[Start of Attachment]
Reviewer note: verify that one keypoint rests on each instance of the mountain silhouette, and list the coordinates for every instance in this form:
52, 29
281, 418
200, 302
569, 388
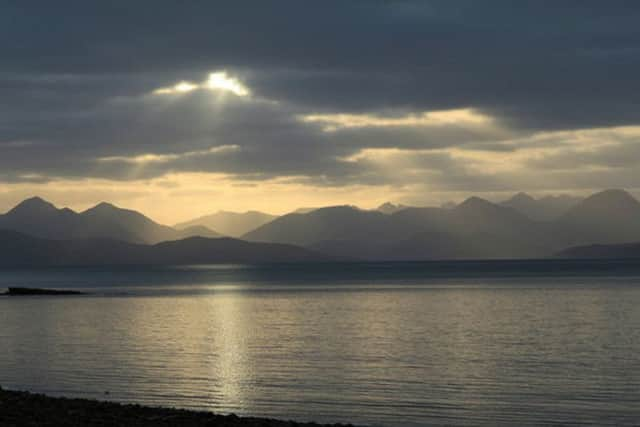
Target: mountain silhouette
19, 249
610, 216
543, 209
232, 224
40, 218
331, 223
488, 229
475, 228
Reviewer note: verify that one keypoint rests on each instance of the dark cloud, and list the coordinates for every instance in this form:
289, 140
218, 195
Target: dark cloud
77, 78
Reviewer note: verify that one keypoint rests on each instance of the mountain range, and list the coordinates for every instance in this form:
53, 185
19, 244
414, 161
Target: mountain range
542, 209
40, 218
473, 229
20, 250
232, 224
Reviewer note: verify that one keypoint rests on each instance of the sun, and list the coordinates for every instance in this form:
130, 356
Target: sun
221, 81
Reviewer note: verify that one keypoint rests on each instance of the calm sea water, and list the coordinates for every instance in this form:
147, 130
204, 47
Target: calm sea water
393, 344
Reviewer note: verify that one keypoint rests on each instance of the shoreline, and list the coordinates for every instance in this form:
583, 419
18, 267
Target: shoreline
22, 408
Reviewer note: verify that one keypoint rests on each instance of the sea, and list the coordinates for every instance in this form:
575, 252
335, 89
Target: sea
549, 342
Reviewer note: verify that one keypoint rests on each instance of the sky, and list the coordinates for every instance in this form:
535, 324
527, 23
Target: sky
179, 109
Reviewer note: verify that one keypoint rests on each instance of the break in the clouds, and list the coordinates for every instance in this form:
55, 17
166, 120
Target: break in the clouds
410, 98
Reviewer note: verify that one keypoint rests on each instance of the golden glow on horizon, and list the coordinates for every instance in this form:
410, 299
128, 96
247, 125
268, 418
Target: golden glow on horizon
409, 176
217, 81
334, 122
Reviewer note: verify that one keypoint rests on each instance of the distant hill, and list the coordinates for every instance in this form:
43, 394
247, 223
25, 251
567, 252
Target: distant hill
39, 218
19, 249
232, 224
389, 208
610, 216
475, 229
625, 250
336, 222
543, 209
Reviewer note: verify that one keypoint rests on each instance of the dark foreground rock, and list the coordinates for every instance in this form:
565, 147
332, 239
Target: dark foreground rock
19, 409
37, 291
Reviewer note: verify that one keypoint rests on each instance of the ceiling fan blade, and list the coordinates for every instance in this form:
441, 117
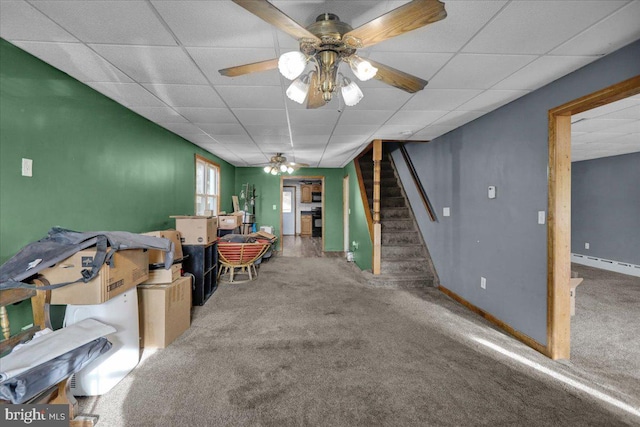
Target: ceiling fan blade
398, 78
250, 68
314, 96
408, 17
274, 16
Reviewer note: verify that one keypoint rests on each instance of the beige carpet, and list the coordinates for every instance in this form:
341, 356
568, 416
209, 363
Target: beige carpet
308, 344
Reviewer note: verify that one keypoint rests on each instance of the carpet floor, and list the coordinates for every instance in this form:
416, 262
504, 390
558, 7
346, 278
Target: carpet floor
[End of Attachment]
* **Activity**: Up to the line containing "Target: beige carpet", skip everything; from that line through the last line above, return each line exactly.

* **Answer space**:
Target: beige carpet
308, 344
Reviewer note: verify that one keypoint rests on each instance of the carpet floor, and list the coordinates for every instance in this form:
416, 262
504, 390
558, 7
346, 278
Target: carpet floor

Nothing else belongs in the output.